> [Given exercise 1]: Count the lines in the entries below that contain the string "cabinet", and give only the number.

> [Source excerpt]:
↓
Prior to Olympic tourists benefiting from the huge construction
of the Beijing to Tianjin high-speed railway, local residents
will be able to enjoy the ride.
The Beijing-Tianjin inter-city passenger rail line will be
completed and open before August 2008 when the Beijing Olympic Games open.
The train will move passengers between the cities in just half
an hour. This is 45 minutes quicker than at present. The train will
travel at 200 kilometers per hour (kmp) but can reach a speed of
350 kmp.
The 115-kilometer railway is expected to cost 12.3 billion yuan
(US$1.5 billion), said Ma Zhenhong, a press official with the
Tianjin Municipal Communications Commission in a phone
interview.
Earlier reports in the Beijing Times said the Ministry of
Railways and municipal government of Tianjin had each identified
2.6 billion yuan (US$325 million) for the project while Beijing
contributed its share by providing land and paying for the
resettlement of residents. A company has been established to manage
the project.
↑
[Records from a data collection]
↓
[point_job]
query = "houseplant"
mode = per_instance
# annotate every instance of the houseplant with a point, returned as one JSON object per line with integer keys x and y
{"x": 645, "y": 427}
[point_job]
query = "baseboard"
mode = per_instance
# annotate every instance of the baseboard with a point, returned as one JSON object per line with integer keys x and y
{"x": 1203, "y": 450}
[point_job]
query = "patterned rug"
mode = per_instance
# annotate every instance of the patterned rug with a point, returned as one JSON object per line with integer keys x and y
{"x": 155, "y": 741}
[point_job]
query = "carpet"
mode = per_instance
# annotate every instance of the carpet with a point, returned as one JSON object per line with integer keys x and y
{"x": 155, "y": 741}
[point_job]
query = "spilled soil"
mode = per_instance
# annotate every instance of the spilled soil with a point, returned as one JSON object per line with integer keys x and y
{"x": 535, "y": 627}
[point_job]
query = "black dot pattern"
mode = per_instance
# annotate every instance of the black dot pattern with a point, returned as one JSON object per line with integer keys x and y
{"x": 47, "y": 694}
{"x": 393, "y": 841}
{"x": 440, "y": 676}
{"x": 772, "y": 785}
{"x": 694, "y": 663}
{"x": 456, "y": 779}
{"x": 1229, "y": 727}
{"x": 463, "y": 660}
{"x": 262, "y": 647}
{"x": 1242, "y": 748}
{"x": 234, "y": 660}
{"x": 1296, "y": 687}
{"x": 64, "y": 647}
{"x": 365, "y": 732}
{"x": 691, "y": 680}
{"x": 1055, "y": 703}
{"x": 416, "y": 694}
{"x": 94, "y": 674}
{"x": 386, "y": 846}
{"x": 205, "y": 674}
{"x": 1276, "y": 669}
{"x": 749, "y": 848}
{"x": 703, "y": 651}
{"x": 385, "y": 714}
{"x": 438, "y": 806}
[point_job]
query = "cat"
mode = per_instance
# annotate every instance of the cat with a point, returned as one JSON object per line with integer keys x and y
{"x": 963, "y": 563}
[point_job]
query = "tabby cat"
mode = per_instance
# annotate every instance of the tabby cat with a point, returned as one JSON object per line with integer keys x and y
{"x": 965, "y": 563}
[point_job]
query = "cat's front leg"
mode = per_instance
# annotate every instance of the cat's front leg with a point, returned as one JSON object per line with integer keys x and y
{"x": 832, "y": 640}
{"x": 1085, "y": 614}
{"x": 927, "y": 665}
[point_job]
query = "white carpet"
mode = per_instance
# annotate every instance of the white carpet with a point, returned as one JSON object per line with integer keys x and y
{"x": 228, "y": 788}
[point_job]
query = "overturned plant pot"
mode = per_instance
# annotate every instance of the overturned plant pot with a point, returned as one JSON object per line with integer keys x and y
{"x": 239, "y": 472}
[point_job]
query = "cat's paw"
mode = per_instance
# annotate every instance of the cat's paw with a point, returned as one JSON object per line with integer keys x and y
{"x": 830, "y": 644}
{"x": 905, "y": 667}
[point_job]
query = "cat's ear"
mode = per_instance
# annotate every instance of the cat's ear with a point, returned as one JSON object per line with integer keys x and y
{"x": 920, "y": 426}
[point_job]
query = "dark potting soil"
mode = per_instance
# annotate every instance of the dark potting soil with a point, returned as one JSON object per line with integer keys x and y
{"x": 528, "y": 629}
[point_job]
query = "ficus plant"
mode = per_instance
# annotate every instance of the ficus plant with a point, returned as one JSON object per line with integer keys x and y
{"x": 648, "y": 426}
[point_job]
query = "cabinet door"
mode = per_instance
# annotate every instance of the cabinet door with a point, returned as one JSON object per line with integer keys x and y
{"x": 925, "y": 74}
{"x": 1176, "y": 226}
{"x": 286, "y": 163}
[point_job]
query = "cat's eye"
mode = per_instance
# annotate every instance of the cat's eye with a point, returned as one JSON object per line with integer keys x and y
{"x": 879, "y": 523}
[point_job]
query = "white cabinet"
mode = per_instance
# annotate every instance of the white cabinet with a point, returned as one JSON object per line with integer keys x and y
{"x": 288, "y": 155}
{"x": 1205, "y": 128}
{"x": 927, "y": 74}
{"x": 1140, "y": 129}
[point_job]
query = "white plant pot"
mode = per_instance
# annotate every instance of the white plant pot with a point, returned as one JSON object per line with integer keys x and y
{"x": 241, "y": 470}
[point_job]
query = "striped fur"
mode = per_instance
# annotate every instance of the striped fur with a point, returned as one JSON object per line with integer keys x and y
↑
> [Given exercise 2]: List every amount of money mentioned in the article about the Beijing-Tianjin railway above.

> [Correct output 1]: 4

> [Correct output 2]:
12.3 billion yuan
US$1.5 billion
2.6 billion yuan
US$325 million